Mit dem Ziel, die Güterfreiheit, die Kapitalfreiheit, die Dienstleistungsfreiheit und die Personenfreizügigkeit zu verwirklichen, ist die EU im Kern ein liberales Projekt. Doch wie jede politische Institution ist sie anfällig auf zentralistische, bürokratische und planwirtschaftliche Versuchungen. Dies ändert nichts daran, dass die Schweiz Teil Europas und aufs Engste mit der EU verwoben ist. Unsere Europadebatte sollte sich darum vor allem um drei Fragen drehen: Wie können wir in denjenigen Fragen, die uns direkt angehen, auch mitbestimmen? Und wie können wir auch in Zukunft an den europäischen Institutionen und am europäischen Binnenmarkt teilnehmen? Und was können wir tun, damit diese föderalistischer, schlanker und demokratischer werden?

Wettbewerb als Versicherung gegen verkrustete Strukturen

Als gefährlich erachten wir den weitverbreiteten Wunsch vieler Schweizerinnen und Schweizer, das Glück nicht nur hinter hochgezogenen politischen Grenzen, sondern auch hinter hohen wirtschaftlichen Grenzen zu suchen. Eine milliardenfache globale Arbeitsteilung und ein lebendiger Austausch von Ideen, Technologien, Dienstleistungen und Produkten sind die besten Garanten für Wohlstand und Fortschritt. Wollen wir Fortschritt, dann brauchen wir Wettbewerb. Denn Wettbewerb ist nicht nur ein Motor für Innovationen, sondern auch die beste Versicherung gegen verkrustete Strukturen und die Konzentration wirtschaftlicher Macht. Eine Kernaufgabe des Staates sollte also darin bestehen, sicherzustellen, dass sich fairer Wettbewerb entfalten kann, und dies am besten über Landesgrenzen hinweg. Dafür muss der Staat unter Umständen auch Marktversagen korrigieren, zum Beispiel dann, wenn Produzenten oder Konsumenten nicht für alle Kosten gerade stehen, die sie verursachen. Um Wettbewerb zu ermöglichen, sollte der Staat auch davon absehen, einzelne Branchen oder Unternehmen zu privilegieren und zu subventionieren. Privilegienwirtschaft erfolgt immer auf Kosten der Allgemeinheit.

#### Datensatz
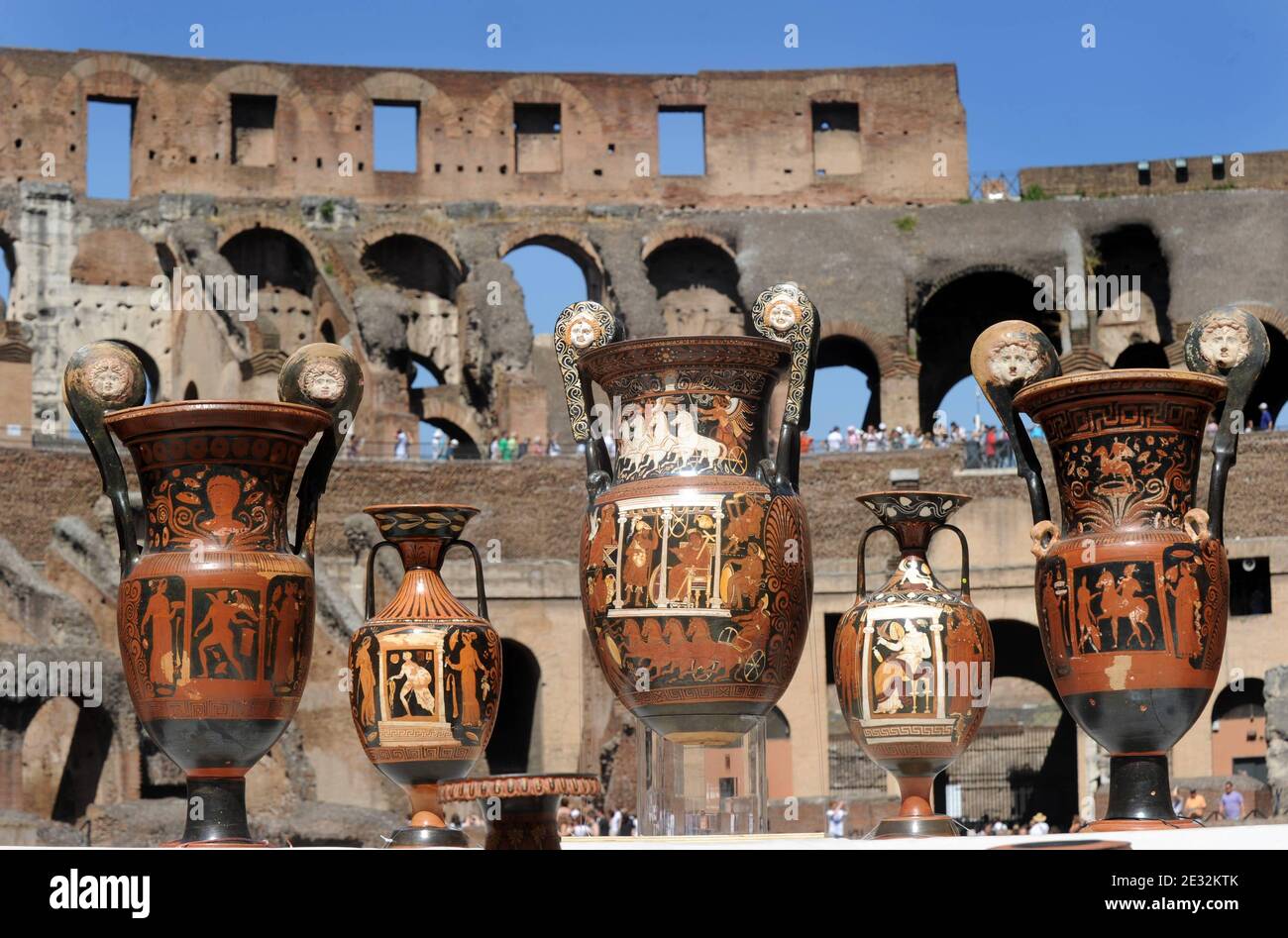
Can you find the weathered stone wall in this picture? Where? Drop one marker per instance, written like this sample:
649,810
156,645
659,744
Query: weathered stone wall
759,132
---
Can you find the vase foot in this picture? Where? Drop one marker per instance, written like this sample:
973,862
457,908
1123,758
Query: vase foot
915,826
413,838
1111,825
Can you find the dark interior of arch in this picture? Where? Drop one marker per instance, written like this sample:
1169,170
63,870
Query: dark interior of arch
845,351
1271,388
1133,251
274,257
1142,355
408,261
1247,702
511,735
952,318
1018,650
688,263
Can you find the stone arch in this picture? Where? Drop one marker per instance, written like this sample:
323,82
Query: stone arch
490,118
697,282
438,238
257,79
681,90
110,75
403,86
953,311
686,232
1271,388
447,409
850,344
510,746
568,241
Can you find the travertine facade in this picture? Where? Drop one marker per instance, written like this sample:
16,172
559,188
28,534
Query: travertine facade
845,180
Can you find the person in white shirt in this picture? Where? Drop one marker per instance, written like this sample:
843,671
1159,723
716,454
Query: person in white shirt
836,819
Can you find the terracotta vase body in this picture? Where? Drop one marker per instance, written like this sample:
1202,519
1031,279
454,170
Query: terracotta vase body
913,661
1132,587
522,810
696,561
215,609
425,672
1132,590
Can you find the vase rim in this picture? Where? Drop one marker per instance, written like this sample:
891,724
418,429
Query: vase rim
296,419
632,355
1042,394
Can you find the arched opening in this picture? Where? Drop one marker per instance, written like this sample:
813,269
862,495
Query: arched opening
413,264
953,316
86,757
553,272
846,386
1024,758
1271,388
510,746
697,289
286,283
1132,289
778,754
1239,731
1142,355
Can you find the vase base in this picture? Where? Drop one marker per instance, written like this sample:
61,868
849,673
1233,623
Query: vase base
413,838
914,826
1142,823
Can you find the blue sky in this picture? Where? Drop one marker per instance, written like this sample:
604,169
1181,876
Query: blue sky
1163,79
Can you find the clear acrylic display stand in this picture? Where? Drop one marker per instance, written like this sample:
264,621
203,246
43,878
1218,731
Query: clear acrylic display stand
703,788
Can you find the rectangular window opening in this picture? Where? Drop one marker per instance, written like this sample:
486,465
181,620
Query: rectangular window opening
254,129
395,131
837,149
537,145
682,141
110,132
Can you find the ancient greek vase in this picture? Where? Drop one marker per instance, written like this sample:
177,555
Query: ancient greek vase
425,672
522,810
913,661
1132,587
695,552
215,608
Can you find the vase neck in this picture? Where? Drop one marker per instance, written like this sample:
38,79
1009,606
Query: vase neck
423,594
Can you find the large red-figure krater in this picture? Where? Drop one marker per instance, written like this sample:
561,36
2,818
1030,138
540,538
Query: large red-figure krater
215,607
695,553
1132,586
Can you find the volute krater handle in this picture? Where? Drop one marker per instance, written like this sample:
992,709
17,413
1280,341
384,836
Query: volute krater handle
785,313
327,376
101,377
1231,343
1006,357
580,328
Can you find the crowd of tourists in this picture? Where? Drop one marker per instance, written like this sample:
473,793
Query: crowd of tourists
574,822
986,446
==
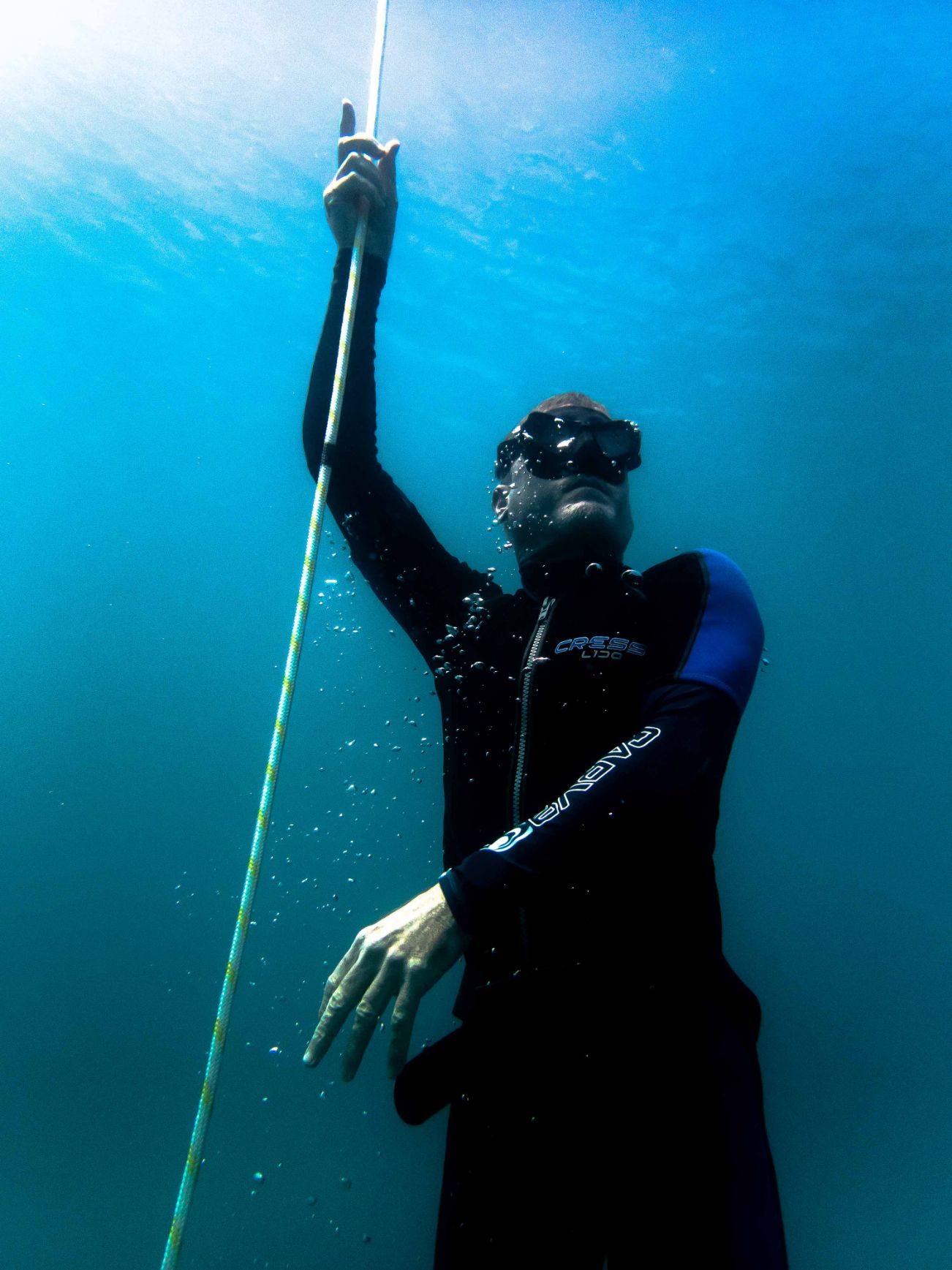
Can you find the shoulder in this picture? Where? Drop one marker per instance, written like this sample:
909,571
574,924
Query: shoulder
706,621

#### Schriftliche Aufgabe A
Nennen Sie die vier Freiheiten, deren Verwirklichung laut dem Textauszug über die Schweiz und die EU das Ziel der EU ist.
#### Schriftliche Aufgabe B
Was ist laut dem Textauszug über die Schweiz und die EU die beste Versicherung gegen verkrustete Strukturen und die Konzentration wirtschaftlicher Macht?
#### Schriftliche Aufgabe C
Führen Sie den Textauszug über die Schweiz und die EU im Anschluss an seinen letzten Satz fort.

#### Antwort zur Aufgabe A
Güterfreiheit, Kapitalfreiheit, Dienstleistungsfreiheit und Personenfreizügigkeit.

#### Antwort zur Aufgabe B
Der Wettbewerb.

#### Antwort zur Aufgabe C
Wenn die Entfaltung des Wettbewerbs ein zentraler Pfeiler der Wirtschaftspolitik darstellen soll, bedeutet dies nicht, dass diejenigen, welche der Unterstützung bedürfen, keine Unterstützung erhalten sollen. Nicht Leistung allein ist für den Erfolg oder das Scheitern der Menschen verantwortlich, es ist auch ein Produkt des Zufalls, ob wir unter Umständen aufwachsen und mit Fähigkeiten ausgestattet sind, die uns eine erfolgreiche Teilnahme am Wettbewerb erlauben. Eine gezielte Umverteilung und eine über Steuern finanzierte öffentliche Grundausbildung sind deshalb unerlässlich, um gesellschaftlichen Aufstieg und fairen Wettbewerb zu ermöglichen. Nur so kann die Schweiz ein Chancenland sein.

Kritisch stehen wir aber dem Bestreben der Politik gegenüber, wirtschaftliche Prozesse steuern zu wollen – ein Fetisch, dem die hiesige Politik besonders gerne verfällt, wenn es um den Arbeitsmarkt und Zuwanderung geht. Arbeitskraft über Zuwanderungsquoten zu beschränken, ist nichts anderes als Planwirtschaft – mit allen negativen Nebenwirkungen, die Planwirtschaft mit sich bringt. Woher soll ein Beamter oder eine Politikerin wissen, was die Wirtschaft braucht, welches Unternehmen welche Angestellte benötigt? Niemand hat die Informationen, die Analysefähigkeiten oder die Unabhängigkeit, um wirtschaftliche Prozesse zentralistisch planen zu können. Unser Arbeitsmarkt, unsere gesamte Volkswirtschaft besteht auf einem sich stets verändernden Netz von Tüftlern, Produzenten, Händlern, Anbietern, das sich nach den Bedürfnissen der Verbraucher richtet. Versuche, diesem Netzwerk durch Kontingente, Verbote und Subventionen gewisse Resultate vorzugeben, ersticken die Dynamik und lösen Nebeneffekte aus, die niemand vorhersehen kann.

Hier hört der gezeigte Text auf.